## SELECTION

======

A deeply troubled movie production. A 1979 take on the Kennedy family that ruffled some feathers. And Matt Christman of Chapo Trap House joining Jake & Julian in the foam palace. Come take the Winter Kills pill with us.
Subscribe for $5 a month to get an extra episode of QAA every week: http://www.patreon.com/QAnonAnonymous
Check out Matt Christman & his content: https://twitter.com/cushbomb / https://www.chapotraphouse.com / https://soundcloud.com/grill-stream
Episode music by Pontus Berghe. Editing by Corey Klotz.
Merch / Join the Discord Community / Find the Lost Episodes / Etc: http://qanonanonymous.com
Welcome, listener, to Premium Chapter 168 of the QAnon Anonymous Podcast, the Winter Kills Movie Night episode.
As always, we are your hosts, Jake Rokitansky… Julian Fields.
And today we have… Matt Crisman.
Hey, hey.
There he is.
Hello.
It's not winter where we are, so I feel like… We've messed up because this is clearly a Christmas movie.
Yeah, absolutely.
Yeah, Die Hard and Winter Kills are the best Christmas movies.
Yeah, I placed a call out on Twitter and I was like, what are like some like really pilled movies that maybe we should cover?
And Matt replied with Winter Kills, which I never heard before.
And I went and looked at the poster of it and the poster in and of itself is so melted that I knew I knew that this had been sealed in fate.
It is a jewel of conspiracy theory thought, but also it's almost like an unserious version of JFK or something.
Well, it's because it has, I think, a fundamentally healthier relationship to the Kennedy assassination than JFK does.
JFK is a much better made film.
You know, Oliver Stone is a genius at making movies, but its attitude to the assassination is fundamentally juvenile, which makes sense because Oliver Stone was a kid when Kennedy was assassinated, and it imprinted on him at that point.
This movie is based on a novel by Richard Condon, the author of The Manchurian Candidate, who was a grown-ass man when Kennedy was assassinated, and so it has an adult attitude towards the real implications of the Kennedy assassination.

======

## DATA EXCERPT

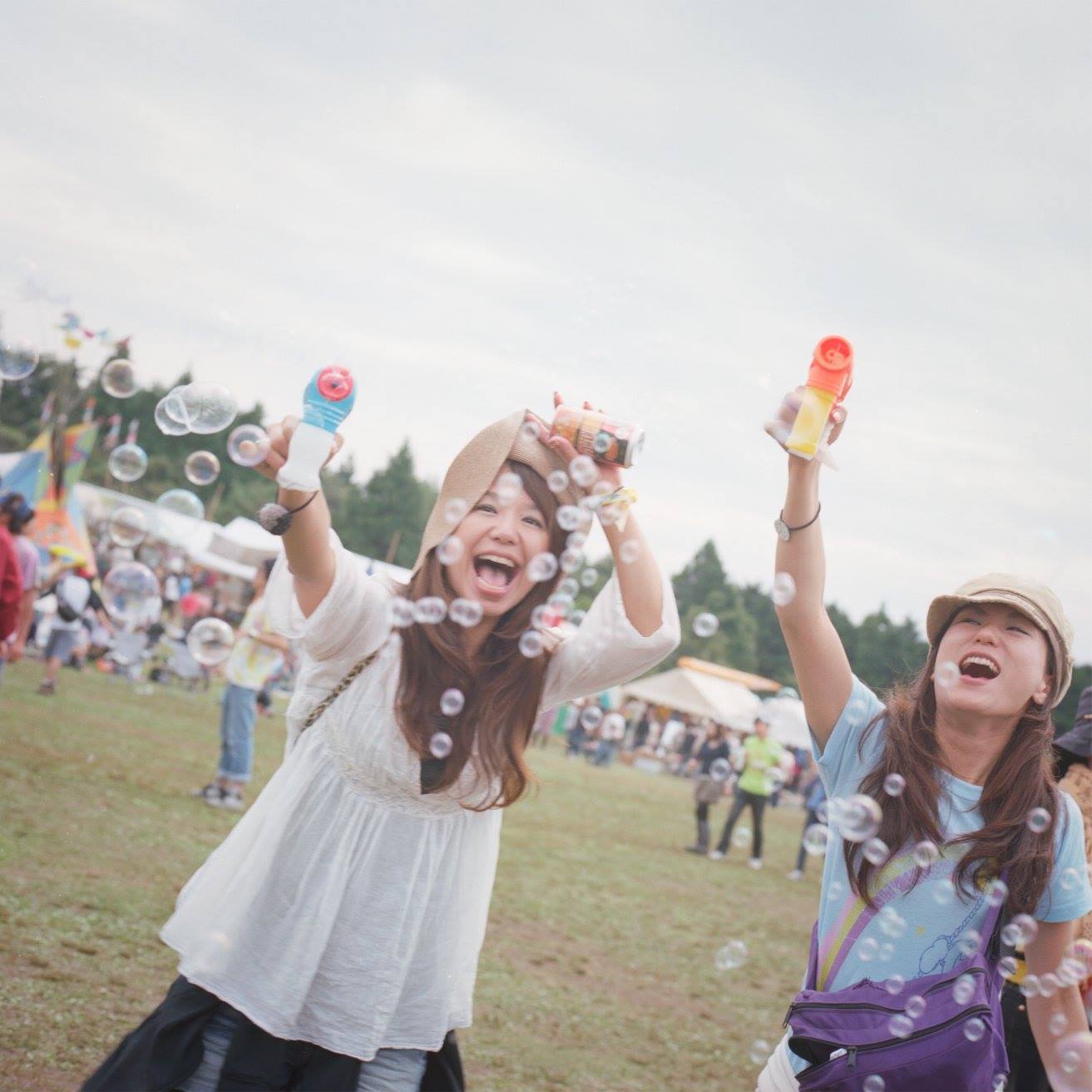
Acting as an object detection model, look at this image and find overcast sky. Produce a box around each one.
[0,0,1092,660]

======

## TASK DIRECTIONS
Do these statements agree with the episode page above? For each, answer yes or no and quote the deciding words from the episode page. 1. Winter Kills is based on a novel by the author of The Manchurian Candidate. 2. The episode music is by Corey Klotz. 3. Oliver Stone was an adult when Kennedy was assassinated.

## CORRECT RESPONSE
1. Yes: "This movie is based on a novel by Richard Condon, the author of The Manchurian Candidate"
2. No: "Episode music by Pontus Berghe. Editing by Corey Klotz."
3. No: "Oliver Stone was a kid when Kennedy was assassinated"